Task details: Each line of the material must be repeated precisely, with the pictures left out.

Stored records:

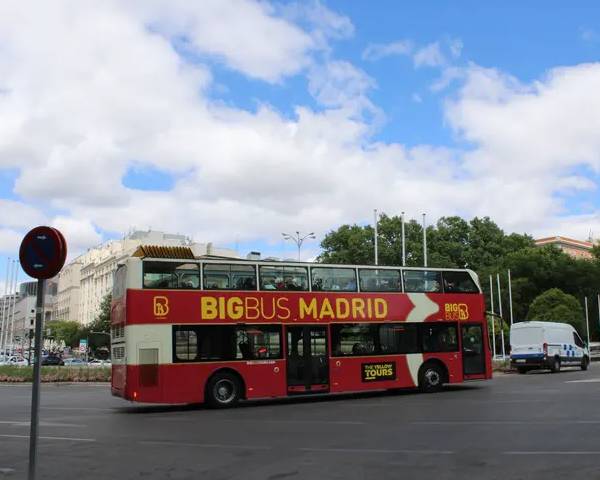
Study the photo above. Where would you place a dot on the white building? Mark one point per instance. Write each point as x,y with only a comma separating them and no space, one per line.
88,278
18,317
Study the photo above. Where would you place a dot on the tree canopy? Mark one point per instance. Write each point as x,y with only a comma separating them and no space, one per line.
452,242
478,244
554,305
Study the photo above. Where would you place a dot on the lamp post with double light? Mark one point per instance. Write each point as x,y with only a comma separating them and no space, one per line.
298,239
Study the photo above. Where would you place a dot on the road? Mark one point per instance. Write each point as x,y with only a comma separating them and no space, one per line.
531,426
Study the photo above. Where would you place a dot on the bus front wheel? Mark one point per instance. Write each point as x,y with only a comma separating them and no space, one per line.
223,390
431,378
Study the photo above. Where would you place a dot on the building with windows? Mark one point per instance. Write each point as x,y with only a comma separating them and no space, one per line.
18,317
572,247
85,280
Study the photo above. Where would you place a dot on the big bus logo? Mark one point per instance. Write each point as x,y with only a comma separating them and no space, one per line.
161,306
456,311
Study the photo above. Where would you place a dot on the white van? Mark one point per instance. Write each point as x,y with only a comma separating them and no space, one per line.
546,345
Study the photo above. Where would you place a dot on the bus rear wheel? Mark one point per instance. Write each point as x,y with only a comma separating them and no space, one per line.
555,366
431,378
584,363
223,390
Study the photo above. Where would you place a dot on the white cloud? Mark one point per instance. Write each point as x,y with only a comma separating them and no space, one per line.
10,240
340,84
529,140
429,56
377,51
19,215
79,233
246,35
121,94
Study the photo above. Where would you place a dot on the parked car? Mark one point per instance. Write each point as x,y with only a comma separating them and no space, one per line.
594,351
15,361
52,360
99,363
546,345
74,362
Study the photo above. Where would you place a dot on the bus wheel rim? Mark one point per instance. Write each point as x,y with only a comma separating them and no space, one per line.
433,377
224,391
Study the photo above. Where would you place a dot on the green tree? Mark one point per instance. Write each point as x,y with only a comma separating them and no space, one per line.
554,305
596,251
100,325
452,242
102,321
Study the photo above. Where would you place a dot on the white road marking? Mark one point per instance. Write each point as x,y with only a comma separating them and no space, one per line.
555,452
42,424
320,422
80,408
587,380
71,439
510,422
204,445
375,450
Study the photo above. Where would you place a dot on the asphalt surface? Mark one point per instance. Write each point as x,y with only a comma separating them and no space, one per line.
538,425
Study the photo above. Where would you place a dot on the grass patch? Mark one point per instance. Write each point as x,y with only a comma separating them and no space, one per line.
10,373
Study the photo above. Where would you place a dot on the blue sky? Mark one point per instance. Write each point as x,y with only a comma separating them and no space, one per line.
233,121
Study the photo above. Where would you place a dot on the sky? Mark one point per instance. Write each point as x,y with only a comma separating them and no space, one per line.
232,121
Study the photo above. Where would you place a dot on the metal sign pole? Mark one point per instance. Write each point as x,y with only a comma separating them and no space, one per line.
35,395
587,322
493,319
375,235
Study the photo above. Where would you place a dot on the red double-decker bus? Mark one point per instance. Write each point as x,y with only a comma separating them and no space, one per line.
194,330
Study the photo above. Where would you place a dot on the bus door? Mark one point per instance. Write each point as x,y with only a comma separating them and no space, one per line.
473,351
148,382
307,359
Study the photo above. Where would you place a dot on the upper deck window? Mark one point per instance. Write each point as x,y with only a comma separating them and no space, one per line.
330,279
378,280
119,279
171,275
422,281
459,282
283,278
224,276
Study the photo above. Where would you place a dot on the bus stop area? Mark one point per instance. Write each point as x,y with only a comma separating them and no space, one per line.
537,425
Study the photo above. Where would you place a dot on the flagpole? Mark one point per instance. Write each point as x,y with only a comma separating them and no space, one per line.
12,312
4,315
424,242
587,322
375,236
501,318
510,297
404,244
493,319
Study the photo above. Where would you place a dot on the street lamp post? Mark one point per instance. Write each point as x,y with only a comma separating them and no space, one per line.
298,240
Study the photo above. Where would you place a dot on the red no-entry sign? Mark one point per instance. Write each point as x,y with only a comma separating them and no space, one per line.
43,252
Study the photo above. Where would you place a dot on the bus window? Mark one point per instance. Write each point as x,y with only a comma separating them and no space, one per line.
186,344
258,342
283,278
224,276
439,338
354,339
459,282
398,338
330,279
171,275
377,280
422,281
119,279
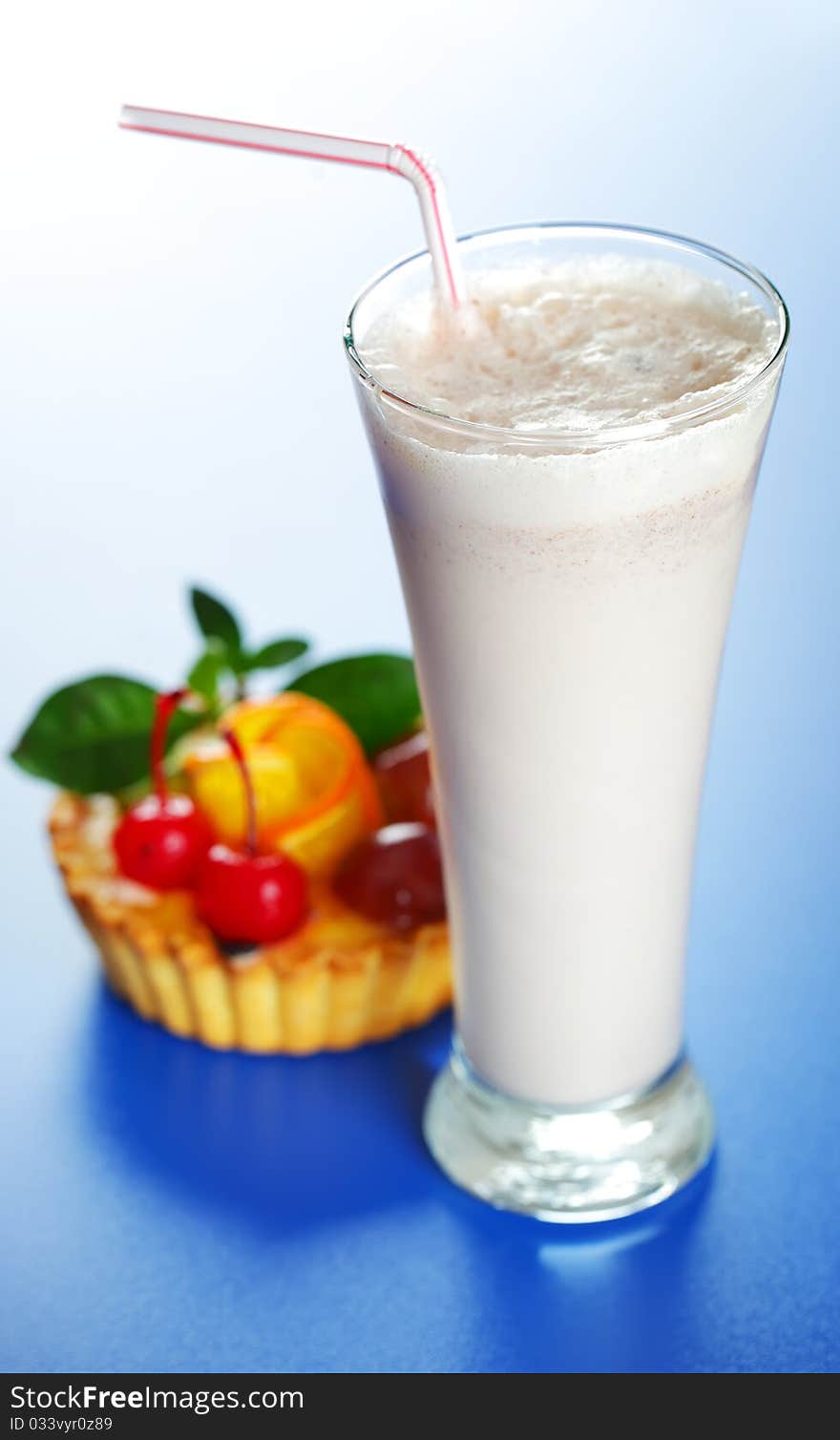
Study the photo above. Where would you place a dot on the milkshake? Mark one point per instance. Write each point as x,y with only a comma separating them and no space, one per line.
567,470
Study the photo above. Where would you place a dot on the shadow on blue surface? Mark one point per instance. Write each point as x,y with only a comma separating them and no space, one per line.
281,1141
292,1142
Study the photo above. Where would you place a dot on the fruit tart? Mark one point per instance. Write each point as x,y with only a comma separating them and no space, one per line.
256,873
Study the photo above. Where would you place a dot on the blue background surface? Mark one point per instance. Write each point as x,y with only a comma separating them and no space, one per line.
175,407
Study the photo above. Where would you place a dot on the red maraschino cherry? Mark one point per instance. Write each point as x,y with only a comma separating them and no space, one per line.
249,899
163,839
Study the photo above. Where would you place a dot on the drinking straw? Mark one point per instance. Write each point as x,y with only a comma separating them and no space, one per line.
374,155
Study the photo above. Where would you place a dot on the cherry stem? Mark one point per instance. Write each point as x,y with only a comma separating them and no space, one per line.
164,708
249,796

The response:
Study the photo above. Where would you place a dot on the white building? Mark one point per instance. Write each point as x,y with only a comma separating them and no space, one per line.
88,278
18,317
Study the photo above. Where would you place a dot on the tree canopy? Mark one point per instance. Write each point as x,y with only a comma separating them and no space, one per line.
452,242
478,244
554,305
Study the photo above. Where would you place a dot on the lamp post with double light? Mark one point per instance. Write each point as x,y with only a comma separating them and no space, one per line.
298,239
Study the photo above. Where would you place a dot on the road? Mark one point per instance. Write each point as x,y with only a comma separating them and no space, one per line.
531,426
Study the photo above. Where would you place a dot on the bus front wheel? Mark one point per instance. Write each point as x,y with only a comma separating them and no space, one per line.
223,390
431,378
Study the photo above. Where would you place a dot on the building with windows? Mark one point per instance. Write each point as x,y with only a comma separating them and no space, one per line.
18,317
572,247
85,280
Study the photo above. Where would you place a dot on the big bus logo? Mark one point per instance. Write each point as x,y with only a comma separating them and no space, one per line.
161,306
456,311
Study the photo above. Where would you place a dot on the white van? Mark one point per instance. Write each point as x,y with only a comma separating them and no space, one per line.
546,345
Study the photo above. Where would you place a dot on the bus rear wheel? Mark one point per instance. Write each point as x,y with only a comma separating them and no space, one per line.
555,366
431,378
584,363
223,390
Study the photo above. Where would you place a dot on the white cloud? Mark one point per instance. Write each point as x,y with only a comma separating them and no space, one per line.
10,240
340,84
529,140
429,56
377,51
19,215
79,233
246,35
121,94
Study the photo above. Where would you place a dot on the parked car? Mark one point per instance. Write each point as x,y with only a comma separating them and no space, one per line.
594,351
15,361
52,360
99,363
546,345
74,362
Study the photo above. Where would you place a dot on the bus wheel rim? Mark one point per instance. Write each point as x,y with only a comma separating them and no space, one per line.
433,377
224,391
Study the photo above. Where would you place a dot on the green tree? Mark one point per instance. Write each point as x,y with only a comma separating them and no space, one per line.
554,305
596,251
100,325
452,242
102,321
Study the photo above. Where would you place a dot on the white road marking? Mark one point per instance. Write each point as x,y with only a comma separating them and no space, one per line.
555,452
42,424
320,422
80,408
587,380
71,439
510,422
204,445
375,450
Study the photo above. Where would you place a dot on the asphalt surface? Mark one point per instance. Write each point as x,y with only a comma separating them and no space, one per line.
538,425
Study the photo above. Where would you place a dot on the grass patch? Mark one point per instance. Write each point as x,y with only a comma separating them and no space, one per line.
10,373
Study the photo above. Where would you place a dot on the blue sky? Mark one point per instance. Write each point as x,y with only a comma separating them and no space, one per line.
233,121
Study the photo above. Where would you place a dot on the sky? Mark one point per instance. Write each point as x,y with only a comma separating them and no space, one per line.
232,121
Study the photo above. Where would you place a dot on the metal sign pole? Mark one point per instance. Write each point as x,y with only a comma separating them and no space, one per line.
35,395
587,322
493,319
375,235
Study the photo above. Where would you place a dot on the red double-decker bus? Mark one point per instance. Write each point as x,y with only a comma separating them and no space, one per line.
194,330
Study the photo above. Where would you place a dot on the bus door? Mark one point per instance. Write each point as x,y with only a comma separating them and no space, one per line.
473,351
148,382
307,359
Study the photo above. Where would you place a dot on the upper deck window? Mark one point per instance. Write each point as x,y with only a comma separating them and no space, one per line.
330,279
378,280
119,279
171,275
422,281
459,282
283,278
224,276
Study the photo above. Where would you place a dot on the bus stop area? Mark one point per instance. Write each point as x,y with only a comma separating them and no space, one per line.
537,425
Study the photo above. Where would you place a dot on the flagpole? Mark one point per instance. Write each point as x,y with only a comma separating them and no space, one per line.
12,312
4,315
424,242
587,322
375,236
501,318
510,297
404,244
493,319
Study the photo above. Where would you place a dot on the street lamp post? Mark one point per instance. Write each point as x,y with only a comma separating them and no space, one per line.
298,240
Study the photo above. Where would you place a dot on the red no-entry sign? Mark one point per instance. Write each point as x,y with only a comma separating them and no space, one per line.
43,252
Study the photo above. Where would you place a dot on the bus window? Mark one point per instance. Write each point as x,y with only a comma separating them and no space, one per line.
186,344
258,342
283,278
224,276
439,338
354,339
459,282
398,338
330,279
171,275
377,280
422,281
119,279
Study the photo above. Where would you place a dot on the milkshake? Mark one point per instance. Write each point as x,y with only a comma separating them and no space, one per line.
567,470
Study the photo above. Where would you place a dot on the shadow on blue surface? Mark one point per instance. Write each point as x,y with only a comma separating them and no space, one per line.
281,1141
292,1142
Study the photo above. Where would you place a dot on the fruit tart? Mark one point per instance. Write each point as x,y with only a comma separating them and no space, one per line.
256,873
Study the photo above. Where would you place a dot on the blue background surface? Mark one point per instance. Write each point as x,y with only a comma separating them and no space, one per line.
175,407
Study the photo above. Where would you place a dot on the red maraschino cherry? Mark one point per instance. Write each point as x,y with only a comma separating them and no space, one per line.
249,899
163,839
Study the photo above. Where would you place a dot on the drinking straw? Mark one point per instance. Write each point as x,y with only a comma separating them and no space, one per line.
374,155
Study the photo above. Where would you place a dot on the cherry stem? Mark one point per instance. Write each point as x,y with only a comma separating them and no space, one per line.
164,708
249,796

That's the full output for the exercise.